-- Start --

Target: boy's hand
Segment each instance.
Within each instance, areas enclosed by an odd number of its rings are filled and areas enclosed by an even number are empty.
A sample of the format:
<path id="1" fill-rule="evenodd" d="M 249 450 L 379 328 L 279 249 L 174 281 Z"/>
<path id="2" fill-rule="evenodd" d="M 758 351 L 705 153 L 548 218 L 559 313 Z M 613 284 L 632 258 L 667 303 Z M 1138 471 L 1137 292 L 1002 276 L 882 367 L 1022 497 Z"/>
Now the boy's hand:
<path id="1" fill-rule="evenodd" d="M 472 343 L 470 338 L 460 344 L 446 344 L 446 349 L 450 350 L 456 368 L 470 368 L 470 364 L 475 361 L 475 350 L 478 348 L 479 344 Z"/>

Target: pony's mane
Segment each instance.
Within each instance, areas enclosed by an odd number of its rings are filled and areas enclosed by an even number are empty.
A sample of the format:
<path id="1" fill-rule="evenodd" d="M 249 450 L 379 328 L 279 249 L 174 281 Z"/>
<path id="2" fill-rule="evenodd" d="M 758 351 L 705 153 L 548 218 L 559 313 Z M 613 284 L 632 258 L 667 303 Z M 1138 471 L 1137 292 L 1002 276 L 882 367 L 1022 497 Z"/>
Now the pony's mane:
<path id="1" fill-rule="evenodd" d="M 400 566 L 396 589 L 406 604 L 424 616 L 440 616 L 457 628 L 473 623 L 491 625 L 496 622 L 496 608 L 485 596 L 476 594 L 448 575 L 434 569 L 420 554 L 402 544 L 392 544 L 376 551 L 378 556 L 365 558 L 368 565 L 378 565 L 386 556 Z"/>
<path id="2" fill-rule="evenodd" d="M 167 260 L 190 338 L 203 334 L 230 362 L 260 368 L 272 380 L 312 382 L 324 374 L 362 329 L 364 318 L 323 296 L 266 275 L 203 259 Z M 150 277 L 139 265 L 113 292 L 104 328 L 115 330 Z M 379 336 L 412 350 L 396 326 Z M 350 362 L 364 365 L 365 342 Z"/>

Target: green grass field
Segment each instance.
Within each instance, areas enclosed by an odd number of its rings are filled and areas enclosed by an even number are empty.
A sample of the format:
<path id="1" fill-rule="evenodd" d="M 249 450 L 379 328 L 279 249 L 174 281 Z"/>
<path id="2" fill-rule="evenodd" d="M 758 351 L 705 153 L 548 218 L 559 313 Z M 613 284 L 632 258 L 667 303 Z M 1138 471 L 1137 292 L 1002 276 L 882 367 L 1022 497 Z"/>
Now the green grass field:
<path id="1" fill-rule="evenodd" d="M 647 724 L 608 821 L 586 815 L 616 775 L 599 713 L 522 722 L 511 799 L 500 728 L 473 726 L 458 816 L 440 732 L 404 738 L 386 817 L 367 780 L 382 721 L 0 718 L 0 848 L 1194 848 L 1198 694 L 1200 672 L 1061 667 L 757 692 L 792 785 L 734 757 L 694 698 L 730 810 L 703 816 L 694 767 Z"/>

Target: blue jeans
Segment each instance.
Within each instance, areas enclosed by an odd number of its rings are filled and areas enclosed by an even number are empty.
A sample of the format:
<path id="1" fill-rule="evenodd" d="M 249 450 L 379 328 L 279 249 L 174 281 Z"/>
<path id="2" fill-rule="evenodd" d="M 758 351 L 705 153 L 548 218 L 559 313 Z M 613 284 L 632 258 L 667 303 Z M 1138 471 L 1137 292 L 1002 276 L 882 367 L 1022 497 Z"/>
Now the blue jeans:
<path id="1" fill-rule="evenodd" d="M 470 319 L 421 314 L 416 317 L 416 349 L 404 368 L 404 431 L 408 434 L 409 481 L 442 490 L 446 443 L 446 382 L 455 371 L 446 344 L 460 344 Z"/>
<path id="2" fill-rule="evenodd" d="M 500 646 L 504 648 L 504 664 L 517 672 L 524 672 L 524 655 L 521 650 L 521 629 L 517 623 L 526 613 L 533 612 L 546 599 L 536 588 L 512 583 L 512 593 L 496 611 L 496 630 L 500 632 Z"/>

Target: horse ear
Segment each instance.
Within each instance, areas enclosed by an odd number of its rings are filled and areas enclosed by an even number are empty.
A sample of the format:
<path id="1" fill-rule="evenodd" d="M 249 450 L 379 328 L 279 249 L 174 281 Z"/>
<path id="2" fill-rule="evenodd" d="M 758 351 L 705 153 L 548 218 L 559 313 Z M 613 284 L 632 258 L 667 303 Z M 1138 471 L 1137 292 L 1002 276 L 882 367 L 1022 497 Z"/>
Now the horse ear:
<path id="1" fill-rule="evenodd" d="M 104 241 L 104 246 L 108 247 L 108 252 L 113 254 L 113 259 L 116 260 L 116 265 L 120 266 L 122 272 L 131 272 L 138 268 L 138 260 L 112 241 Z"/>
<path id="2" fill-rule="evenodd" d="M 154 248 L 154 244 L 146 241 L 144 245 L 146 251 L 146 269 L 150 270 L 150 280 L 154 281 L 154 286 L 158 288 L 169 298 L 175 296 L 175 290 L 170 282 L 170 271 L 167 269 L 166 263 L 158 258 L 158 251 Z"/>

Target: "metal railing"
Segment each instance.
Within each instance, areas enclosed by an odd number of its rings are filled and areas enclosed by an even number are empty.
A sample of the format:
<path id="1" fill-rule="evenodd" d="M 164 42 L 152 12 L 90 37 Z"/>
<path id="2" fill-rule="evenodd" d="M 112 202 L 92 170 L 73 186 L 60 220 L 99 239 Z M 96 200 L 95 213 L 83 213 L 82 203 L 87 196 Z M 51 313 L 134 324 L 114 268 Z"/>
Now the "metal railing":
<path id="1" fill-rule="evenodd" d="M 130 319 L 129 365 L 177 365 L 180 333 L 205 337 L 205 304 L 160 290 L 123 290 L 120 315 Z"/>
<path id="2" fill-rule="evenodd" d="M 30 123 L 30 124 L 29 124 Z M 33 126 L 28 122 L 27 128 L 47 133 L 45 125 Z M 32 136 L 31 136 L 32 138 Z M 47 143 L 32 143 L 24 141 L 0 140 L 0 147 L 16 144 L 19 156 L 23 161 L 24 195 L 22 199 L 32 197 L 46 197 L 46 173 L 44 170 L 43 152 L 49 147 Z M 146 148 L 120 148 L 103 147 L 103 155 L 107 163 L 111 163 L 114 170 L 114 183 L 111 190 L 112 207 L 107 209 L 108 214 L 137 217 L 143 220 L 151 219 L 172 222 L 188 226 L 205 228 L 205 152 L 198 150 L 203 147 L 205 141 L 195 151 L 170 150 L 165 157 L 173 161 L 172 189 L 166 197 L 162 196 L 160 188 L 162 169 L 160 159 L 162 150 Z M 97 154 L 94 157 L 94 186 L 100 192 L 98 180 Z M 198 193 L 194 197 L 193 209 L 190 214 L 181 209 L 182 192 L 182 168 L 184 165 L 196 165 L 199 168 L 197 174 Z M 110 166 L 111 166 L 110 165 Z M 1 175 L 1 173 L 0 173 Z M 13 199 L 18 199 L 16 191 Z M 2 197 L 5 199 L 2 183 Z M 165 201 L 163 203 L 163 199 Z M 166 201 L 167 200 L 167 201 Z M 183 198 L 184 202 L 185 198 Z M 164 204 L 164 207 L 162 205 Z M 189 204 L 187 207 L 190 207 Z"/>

-- End --

(YOUR INSTRUCTIONS)
Update the lines from the first line to the line with "472 343 L 470" by replacing "boy's hand" with "child's hand". Leave everything else unchanged.

(WRITTEN RESPONSE)
Target: child's hand
Segment each instance.
Within each instance, areas enclosed by an odd number of its rings are filled and areas enclosed by an even number are empty.
A sample of the format:
<path id="1" fill-rule="evenodd" d="M 249 450 L 379 328 L 279 249 L 174 281 Z"/>
<path id="2" fill-rule="evenodd" d="M 758 351 L 705 153 L 548 218 L 559 313 Z M 613 284 L 632 258 L 667 303 Z M 1138 471 L 1137 292 L 1002 276 L 882 367 L 1022 497 Z"/>
Now the child's hand:
<path id="1" fill-rule="evenodd" d="M 472 343 L 470 338 L 460 344 L 446 344 L 446 349 L 450 350 L 456 368 L 470 368 L 470 364 L 475 361 L 475 350 L 478 348 L 479 344 Z"/>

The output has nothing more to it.